-- begin GIVEN PASSAGE --
John,

At 2016-07-11 23:50:05 -0000
"John Levine" <[email protected]> wrote:

> >Please review this draft to see if you think it is suitable for adoption 
> >by DNSOP, and comments to the list, clearly stating your view.  
> 
> Yes, we should adopt it.  It needs some work, but what draft doesn't.
> 
> >Please also indicate if you are willing to contribute text, review, etc.  
> 
> Yes.
> 
> My main suggestion is to lose the Proxy-DNS-Transport header and
> always have the request and response in TCP format.  If the server
> doing the http-to-DNS proxy wants to microoptimize and try the query
> as UDP and see if it works, that's fine, but I'm guessing that the
> proxy will usually be close to the cache it's using so the penalty for
> TCP will be low.

Remember, we want DNS-over-HTTP to be able to handle existing DNS stub
resolvers. The motivation for UDP is to keep the client side of the DNS
over HTTP proxy simple.
-- end GIVEN PASSAGE --
-- begin DATA SEGMENT --
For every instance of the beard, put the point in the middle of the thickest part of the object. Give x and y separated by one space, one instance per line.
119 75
-- end DATA SEGMENT --
> [WHAT YOU WILL DO]:
a) List every all-capital abbreviation that appears in the DNS-over-HTTP email, each one only once.
b) Pick up the DNS-over-HTTP email where it stops and keep the reply going for a few more sentences.

> [RESULTS]:
a) DNSOP, TCP, UDP, DNS, HTTP

b)
----

If you always send TCP, then the client side may receive a response
which will not fit into either the 512 byte or EDNS buffer size. The
client side then has to remove RRset from the response to try to get it
to fit into the right size, possibly setting the truncation bit (TC=1).
This requires that the client side actually know quite a bit about DNS,
and be able to process DNS packets.

You cannot do this on the server side of the DNS-over-HTTP because the
server would not have any way to distinguish between a UDP packet
without a EDNS buffer size and a TCP message. So it would not know if
it had to assume a 512 byte maximum or a 65535 byte maximum. Even if it
could, it would still have to have all of the same logic needed to
reduce DNS message size by removing RRset.

----

If we can instead pass the stub DNS packet through exactly as it came
to the client DNS-over-HTTP proxy then the DNS server will be able to
remove RRset to make sure the response is small enough. The DNS server
already has to be able to do this, so no additional code is needed.
Neither the DNS-over-HTTP client or server has to actually understand
DNS messages. :)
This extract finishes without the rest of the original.